Texto de referência:
Vários de vocês ajudaram a eleger um presidente que, ainda como candidato, proclamava sua
admiração pela ditadura militar e fazia apologia à tortura. Assistiram calados
aos desmandos dos dois primeiros anos do seu governo, que nos conduziram à
maior calamidade sanitária do mundo e de nossa história.
Países
de primeiro mundo que vocês tanto admiram chegaram à simples e óbvia conclusão:
para qualquer coletivo dar certo, as empresas ou um país, é fundamental ter uma
relação harmoniosa entre as pessoas. E o
que causa a desarmonia, os conflitos, é a injustiça, a desigualdade. Portanto,
é necessário construir uma sociedade com menores desigualdades possíveis. Para
isso, governo e sociedade, com apoio de empresários conscientes, elaboraram uma
agenda: democracia participativa
(mais democracia, menos desigualdades), educação
pública de qualidade para todos, sistema
tributário progressivo, políticas públicas que, sem
exceção, buscam reduzir as desigualdades etc. Foi isso que, por exemplo,
aconteceu nos países
escandinavos, que eram muito pobres e hoje lideram todas as
classificações mundiais, em qualquer área.

Lista de tarefas:
a) Diga se cada afirmação abaixo está de acordo com o texto de referência, respondendo sim ou não e citando literalmente as palavras do texto que decidem a questão: (i) os países escandinavos eram muito pobres; (ii) a causa da desarmonia e dos conflitos é a falta de educação; (iii) a agenda descrita inclui um sistema tributário progressivo.
b) Devolva sem alterações tudo o que está no texto de referência desde "Vários de vocês" até "de nossa história.".

Extrato de registros:
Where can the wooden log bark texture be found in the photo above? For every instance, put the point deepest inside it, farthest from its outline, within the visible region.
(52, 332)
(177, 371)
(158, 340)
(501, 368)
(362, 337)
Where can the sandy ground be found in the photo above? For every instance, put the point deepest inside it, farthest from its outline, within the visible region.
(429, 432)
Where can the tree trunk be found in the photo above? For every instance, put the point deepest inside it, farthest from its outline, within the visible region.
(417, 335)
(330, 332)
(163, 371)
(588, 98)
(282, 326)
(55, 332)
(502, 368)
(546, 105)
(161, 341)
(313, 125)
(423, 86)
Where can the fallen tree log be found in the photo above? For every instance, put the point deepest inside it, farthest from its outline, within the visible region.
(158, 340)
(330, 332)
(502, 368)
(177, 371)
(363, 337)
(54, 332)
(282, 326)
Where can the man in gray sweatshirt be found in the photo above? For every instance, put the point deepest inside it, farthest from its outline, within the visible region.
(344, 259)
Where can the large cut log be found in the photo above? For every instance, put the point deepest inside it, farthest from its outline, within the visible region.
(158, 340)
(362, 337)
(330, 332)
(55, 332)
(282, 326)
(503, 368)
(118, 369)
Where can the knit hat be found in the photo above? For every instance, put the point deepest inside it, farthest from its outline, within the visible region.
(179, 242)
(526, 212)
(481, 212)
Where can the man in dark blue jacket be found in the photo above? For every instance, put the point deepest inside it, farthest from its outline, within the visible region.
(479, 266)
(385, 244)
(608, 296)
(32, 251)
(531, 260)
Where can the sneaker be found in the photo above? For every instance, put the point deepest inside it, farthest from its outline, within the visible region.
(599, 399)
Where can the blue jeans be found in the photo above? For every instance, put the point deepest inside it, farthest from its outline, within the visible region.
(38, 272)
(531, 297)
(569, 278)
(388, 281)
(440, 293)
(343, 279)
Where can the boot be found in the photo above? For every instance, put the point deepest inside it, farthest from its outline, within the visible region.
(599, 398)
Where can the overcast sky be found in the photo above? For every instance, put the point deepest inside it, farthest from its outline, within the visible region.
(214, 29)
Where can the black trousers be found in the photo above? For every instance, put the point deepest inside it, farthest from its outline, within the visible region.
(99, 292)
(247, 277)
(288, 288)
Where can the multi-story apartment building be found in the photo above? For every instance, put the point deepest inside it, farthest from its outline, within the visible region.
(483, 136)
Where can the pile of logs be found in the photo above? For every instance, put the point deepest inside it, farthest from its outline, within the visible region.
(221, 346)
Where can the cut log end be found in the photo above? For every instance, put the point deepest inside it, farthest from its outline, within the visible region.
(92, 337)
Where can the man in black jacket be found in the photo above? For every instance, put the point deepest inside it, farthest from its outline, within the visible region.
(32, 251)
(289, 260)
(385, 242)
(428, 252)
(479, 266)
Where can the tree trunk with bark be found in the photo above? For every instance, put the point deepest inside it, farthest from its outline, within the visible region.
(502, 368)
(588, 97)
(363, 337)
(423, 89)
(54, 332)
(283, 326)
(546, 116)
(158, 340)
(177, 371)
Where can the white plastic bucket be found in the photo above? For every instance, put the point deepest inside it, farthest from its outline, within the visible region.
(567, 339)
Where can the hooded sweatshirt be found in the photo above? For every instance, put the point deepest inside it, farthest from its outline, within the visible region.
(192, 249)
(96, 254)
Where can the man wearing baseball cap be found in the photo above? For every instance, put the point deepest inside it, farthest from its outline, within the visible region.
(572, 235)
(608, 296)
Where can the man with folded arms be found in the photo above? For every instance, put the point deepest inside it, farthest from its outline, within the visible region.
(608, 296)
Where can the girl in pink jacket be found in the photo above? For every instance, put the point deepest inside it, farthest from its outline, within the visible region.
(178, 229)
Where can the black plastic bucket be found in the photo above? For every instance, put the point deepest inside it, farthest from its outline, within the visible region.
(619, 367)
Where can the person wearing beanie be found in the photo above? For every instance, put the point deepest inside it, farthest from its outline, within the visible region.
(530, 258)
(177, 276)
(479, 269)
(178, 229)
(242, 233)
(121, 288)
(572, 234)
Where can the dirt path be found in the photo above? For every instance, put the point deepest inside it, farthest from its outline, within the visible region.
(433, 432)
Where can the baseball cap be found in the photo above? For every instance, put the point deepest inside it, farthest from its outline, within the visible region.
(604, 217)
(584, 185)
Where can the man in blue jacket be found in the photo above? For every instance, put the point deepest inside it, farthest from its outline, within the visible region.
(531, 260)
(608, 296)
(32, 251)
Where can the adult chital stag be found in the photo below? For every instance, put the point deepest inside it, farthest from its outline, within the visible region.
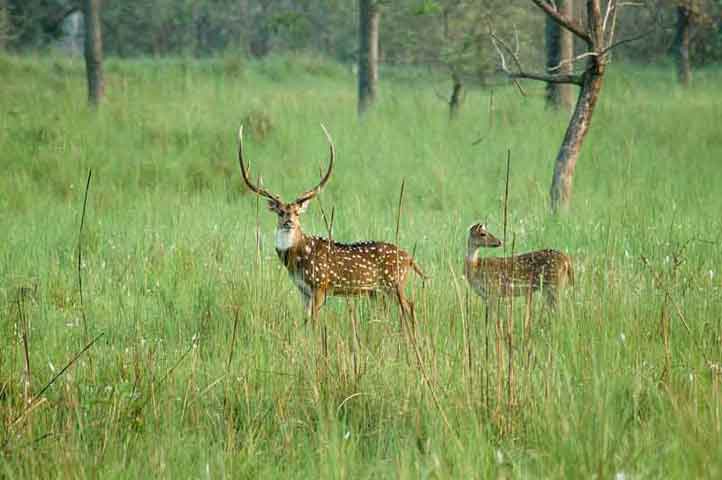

Resultados do exercício:
a)
(i) Sim: "escandinavos, que eram muito pobres".
(ii) Não: "que causa a desarmonia, os conflitos, é a injustiça, a desigualdade".
(iii) Sim: "sistema tributário progressivo".

b)
Vários de vocês ajudaram a eleger um presidente que, ainda como candidato, proclamava sua
admiração pela ditadura militar e fazia apologia à tortura. Assistiram calados
aos desmandos dos dois primeiros anos do seu governo, que nos conduziram à
maior calamidade sanitária do mundo e de nossa história.